> **Records shown**
"""

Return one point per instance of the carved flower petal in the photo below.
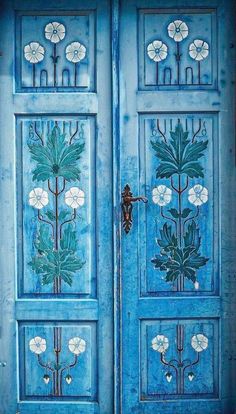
(199, 342)
(161, 195)
(74, 197)
(37, 345)
(77, 345)
(160, 343)
(38, 198)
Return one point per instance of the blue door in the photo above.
(56, 254)
(117, 192)
(177, 65)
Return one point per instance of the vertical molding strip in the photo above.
(116, 203)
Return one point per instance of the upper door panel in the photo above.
(55, 51)
(177, 53)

"""

> **What is being asked**
Nothing but the pictures may be dropped; output the records above exactly.

> **Output below**
Return one point per instance of the carved flower petal in the photo below.
(199, 342)
(161, 195)
(74, 197)
(37, 345)
(77, 345)
(160, 343)
(38, 198)
Return one point per instance of the blue door in the photo above.
(56, 254)
(117, 192)
(177, 65)
Return one point per instance of the vertical molding strip in the photo above.
(116, 203)
Return one point per instance of the upper door panel in the photo above.
(55, 51)
(177, 53)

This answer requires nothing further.